■ Task input:

════════════════

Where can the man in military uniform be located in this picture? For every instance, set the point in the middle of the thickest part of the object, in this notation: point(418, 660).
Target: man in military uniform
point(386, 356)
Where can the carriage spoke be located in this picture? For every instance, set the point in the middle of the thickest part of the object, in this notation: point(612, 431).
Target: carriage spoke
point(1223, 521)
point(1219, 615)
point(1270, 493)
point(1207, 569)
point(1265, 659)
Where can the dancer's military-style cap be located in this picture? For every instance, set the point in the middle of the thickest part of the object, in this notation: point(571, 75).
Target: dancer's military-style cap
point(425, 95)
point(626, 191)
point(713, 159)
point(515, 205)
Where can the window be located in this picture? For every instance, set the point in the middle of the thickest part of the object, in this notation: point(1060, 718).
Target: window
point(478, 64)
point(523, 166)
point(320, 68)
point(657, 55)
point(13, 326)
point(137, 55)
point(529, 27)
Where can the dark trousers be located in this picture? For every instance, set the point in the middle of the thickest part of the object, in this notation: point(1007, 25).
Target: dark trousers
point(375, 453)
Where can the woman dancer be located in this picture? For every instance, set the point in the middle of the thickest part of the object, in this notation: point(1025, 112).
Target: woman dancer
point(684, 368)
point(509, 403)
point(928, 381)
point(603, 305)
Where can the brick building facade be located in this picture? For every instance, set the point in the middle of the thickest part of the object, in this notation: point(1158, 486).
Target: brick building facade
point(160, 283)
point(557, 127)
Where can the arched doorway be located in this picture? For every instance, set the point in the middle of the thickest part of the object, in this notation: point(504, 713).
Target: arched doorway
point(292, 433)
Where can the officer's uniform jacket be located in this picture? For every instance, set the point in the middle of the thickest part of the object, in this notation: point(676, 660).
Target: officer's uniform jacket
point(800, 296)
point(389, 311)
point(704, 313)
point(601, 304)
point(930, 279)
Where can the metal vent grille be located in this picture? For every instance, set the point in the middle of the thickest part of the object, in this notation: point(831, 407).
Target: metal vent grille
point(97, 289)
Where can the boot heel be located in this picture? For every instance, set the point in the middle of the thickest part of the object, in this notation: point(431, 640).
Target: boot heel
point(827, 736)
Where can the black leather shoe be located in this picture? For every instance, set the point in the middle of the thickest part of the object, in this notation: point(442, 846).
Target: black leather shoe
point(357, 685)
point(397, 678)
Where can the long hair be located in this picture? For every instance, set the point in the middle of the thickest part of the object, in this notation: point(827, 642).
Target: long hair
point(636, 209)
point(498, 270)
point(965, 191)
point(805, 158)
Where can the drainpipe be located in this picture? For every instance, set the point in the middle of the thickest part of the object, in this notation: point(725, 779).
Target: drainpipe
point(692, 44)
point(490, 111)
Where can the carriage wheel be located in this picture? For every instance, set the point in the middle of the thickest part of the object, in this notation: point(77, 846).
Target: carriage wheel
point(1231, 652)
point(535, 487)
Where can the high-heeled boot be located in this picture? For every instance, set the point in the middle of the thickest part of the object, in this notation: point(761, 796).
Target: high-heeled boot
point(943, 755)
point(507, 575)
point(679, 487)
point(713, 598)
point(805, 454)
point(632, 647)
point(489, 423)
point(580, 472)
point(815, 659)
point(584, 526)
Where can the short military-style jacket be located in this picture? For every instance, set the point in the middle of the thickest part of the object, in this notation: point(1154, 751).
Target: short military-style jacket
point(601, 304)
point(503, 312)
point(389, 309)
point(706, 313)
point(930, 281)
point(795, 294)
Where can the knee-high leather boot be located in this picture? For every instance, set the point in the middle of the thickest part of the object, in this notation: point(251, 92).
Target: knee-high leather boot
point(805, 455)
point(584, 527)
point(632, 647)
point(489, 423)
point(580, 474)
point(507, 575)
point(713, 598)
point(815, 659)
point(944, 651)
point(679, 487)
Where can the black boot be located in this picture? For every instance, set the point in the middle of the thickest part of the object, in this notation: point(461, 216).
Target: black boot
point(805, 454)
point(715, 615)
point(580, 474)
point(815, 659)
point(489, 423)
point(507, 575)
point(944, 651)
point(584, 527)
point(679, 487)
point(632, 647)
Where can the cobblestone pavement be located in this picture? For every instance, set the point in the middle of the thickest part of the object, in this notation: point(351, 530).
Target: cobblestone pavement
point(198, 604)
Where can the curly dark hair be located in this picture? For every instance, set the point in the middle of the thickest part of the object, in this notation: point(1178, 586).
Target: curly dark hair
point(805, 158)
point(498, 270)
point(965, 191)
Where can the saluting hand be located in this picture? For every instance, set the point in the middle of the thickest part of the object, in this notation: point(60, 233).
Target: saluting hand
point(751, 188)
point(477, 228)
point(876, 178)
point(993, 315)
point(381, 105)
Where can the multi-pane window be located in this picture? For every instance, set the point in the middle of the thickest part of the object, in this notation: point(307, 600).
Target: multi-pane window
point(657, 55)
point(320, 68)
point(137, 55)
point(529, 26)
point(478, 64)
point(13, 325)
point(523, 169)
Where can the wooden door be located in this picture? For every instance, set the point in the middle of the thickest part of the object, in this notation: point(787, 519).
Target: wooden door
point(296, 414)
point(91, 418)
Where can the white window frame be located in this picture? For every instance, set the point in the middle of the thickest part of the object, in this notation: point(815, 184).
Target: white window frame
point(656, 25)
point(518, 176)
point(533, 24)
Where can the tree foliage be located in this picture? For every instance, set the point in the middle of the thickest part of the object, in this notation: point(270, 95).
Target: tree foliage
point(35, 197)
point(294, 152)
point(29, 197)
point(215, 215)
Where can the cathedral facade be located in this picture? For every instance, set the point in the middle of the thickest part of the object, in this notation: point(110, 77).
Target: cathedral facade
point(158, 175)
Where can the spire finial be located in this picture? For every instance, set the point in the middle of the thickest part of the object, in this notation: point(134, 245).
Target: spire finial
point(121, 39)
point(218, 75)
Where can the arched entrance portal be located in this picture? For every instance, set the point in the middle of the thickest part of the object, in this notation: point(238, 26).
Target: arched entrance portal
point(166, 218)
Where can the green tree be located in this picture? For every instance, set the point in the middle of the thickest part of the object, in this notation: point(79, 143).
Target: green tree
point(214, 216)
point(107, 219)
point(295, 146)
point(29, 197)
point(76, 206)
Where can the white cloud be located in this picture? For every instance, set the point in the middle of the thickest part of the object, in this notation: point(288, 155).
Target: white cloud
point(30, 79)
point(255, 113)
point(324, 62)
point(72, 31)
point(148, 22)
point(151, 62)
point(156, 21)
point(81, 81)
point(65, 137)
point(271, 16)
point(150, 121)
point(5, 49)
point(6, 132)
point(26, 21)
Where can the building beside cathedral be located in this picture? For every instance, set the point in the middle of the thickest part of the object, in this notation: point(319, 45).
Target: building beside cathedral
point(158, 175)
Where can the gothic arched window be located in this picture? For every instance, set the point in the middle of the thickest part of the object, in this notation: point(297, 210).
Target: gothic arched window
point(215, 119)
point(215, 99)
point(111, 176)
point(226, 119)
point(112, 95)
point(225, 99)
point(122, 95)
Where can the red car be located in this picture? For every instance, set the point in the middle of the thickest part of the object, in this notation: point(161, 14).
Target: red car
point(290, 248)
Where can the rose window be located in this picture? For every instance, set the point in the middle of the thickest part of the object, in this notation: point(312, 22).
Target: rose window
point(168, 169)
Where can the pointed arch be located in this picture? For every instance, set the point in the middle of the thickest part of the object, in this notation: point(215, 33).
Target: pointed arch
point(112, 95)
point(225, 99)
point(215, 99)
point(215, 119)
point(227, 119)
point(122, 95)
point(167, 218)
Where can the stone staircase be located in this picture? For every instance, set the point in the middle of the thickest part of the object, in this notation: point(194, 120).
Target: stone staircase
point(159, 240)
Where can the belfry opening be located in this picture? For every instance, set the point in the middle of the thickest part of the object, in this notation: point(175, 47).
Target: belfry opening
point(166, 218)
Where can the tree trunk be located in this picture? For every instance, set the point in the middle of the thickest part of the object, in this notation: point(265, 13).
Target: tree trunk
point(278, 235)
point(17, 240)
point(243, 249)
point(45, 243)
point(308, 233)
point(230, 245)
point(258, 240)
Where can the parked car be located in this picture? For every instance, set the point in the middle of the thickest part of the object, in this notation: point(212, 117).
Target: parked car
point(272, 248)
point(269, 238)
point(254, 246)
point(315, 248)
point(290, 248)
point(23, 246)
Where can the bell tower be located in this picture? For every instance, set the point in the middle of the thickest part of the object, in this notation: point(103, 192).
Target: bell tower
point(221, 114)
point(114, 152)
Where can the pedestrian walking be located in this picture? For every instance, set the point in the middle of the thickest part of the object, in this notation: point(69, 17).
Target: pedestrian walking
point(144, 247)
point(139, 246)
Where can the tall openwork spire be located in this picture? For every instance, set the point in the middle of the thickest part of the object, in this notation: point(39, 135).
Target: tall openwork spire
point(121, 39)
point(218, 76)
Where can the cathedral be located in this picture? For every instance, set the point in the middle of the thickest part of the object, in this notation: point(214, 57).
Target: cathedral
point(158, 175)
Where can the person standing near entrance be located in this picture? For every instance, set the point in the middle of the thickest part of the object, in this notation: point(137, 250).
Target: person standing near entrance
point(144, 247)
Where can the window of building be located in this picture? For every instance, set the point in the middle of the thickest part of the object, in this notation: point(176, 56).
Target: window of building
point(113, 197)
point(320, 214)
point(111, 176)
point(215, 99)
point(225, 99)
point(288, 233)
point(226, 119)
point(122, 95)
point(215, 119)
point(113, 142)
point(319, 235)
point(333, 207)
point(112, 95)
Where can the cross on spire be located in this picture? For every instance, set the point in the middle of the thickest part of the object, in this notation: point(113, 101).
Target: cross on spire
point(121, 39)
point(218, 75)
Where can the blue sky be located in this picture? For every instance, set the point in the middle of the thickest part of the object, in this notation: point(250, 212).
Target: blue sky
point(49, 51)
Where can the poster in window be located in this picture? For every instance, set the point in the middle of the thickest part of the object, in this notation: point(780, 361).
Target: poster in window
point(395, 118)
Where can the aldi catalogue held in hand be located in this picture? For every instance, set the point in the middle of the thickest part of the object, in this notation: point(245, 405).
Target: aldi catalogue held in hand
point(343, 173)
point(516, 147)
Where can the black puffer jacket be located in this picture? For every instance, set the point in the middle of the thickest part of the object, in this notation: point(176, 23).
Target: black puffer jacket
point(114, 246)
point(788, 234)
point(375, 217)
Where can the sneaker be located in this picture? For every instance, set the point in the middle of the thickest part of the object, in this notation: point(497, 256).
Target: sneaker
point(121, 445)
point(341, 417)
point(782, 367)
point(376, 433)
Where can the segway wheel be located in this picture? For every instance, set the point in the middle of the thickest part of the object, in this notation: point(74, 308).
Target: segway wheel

════════════════

■ What is being asked:
Reproduce the material above word for word, from the line with "Where can the metal" to the line with "point(535, 487)", both lines included.

■ Solution for this exercise:
Where can the metal vent grille be located in this picture? For every instance, set the point in the middle of the thickest part of the object, in this notation: point(831, 407).
Target: metal vent grille
point(97, 289)
Where can the boot heel be located in this picture? For every instance, set the point in the middle of the thickest part of the object, in this notation: point(431, 640).
Target: boot heel
point(827, 736)
Where can the black leather shoe be located in this picture? For every instance, set the point in the middle of the thickest part of the object, in this notation: point(442, 846).
Target: black leather shoe
point(357, 685)
point(397, 678)
Where can the long hair be located in this picture? For every instance, set the point in the middle of the thickest part of the object, in this notation: point(827, 642).
Target: long hair
point(636, 209)
point(498, 270)
point(965, 191)
point(805, 158)
Where can the drainpipe be located in this picture? For every instance, set the point in the middle of the thickest part of the object, in this notation: point(725, 779).
Target: drainpipe
point(692, 44)
point(490, 111)
Where can the carriage wheel be located in this picture? For every instance, set the point in the middle of the thickest part of the object, in this notation: point(77, 846).
Target: carriage wheel
point(1231, 652)
point(535, 487)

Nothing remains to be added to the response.